[Spatial annotation records]
◇ ◇ ◇ ◇ ◇ ◇ ◇

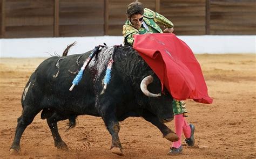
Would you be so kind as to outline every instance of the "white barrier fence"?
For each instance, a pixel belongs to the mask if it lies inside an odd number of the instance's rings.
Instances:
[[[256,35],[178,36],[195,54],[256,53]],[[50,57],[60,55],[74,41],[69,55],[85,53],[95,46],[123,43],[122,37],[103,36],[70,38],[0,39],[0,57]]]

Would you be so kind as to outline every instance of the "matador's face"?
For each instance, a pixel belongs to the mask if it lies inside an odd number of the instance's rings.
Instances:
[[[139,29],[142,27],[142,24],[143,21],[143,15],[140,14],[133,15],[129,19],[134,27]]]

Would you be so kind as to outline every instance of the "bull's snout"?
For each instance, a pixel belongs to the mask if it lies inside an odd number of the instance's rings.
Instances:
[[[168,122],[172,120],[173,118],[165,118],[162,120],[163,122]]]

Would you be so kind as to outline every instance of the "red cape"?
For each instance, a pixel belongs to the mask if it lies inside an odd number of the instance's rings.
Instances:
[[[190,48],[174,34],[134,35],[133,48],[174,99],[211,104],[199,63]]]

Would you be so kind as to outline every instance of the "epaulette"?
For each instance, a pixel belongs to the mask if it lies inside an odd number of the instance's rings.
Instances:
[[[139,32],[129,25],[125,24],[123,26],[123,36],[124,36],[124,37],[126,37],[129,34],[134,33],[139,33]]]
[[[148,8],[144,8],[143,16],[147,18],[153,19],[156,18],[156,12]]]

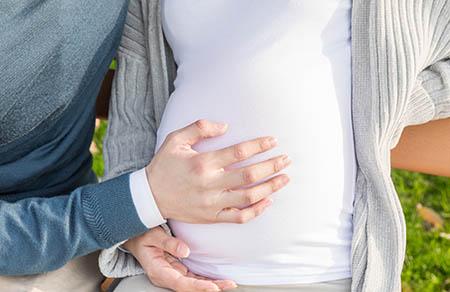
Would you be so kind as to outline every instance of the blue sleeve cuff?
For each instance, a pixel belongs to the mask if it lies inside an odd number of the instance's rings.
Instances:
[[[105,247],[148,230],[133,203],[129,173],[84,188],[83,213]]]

◇ ◇ ◇ ◇ ◇ ◇ ◇

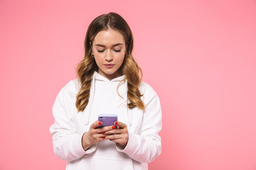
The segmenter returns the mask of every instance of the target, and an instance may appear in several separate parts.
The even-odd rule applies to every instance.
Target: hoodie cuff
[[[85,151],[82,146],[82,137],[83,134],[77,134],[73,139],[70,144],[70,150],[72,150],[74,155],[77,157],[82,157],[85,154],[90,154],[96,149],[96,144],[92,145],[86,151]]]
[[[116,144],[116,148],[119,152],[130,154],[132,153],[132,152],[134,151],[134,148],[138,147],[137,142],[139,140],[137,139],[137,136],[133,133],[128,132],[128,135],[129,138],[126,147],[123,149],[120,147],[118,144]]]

◇ ◇ ◇ ◇ ◇ ◇ ◇

# Task goal
Gather every line of the items above that contains the string "outline". Match it case-sensitively.

# Correct result
Would you be so kind as to outline every instance of the "white barrier fence"?
Would you be so kind as to outline every instance of the "matador's face"?
Would you be so kind as to outline every instance of the "bull's snout"?
Would you be so kind as to outline every instance of the "red cape"?
Would you be so kind as to outline every instance of the "epaulette"?
Would you be so kind as to outline every instance of the blue sleeve cuff?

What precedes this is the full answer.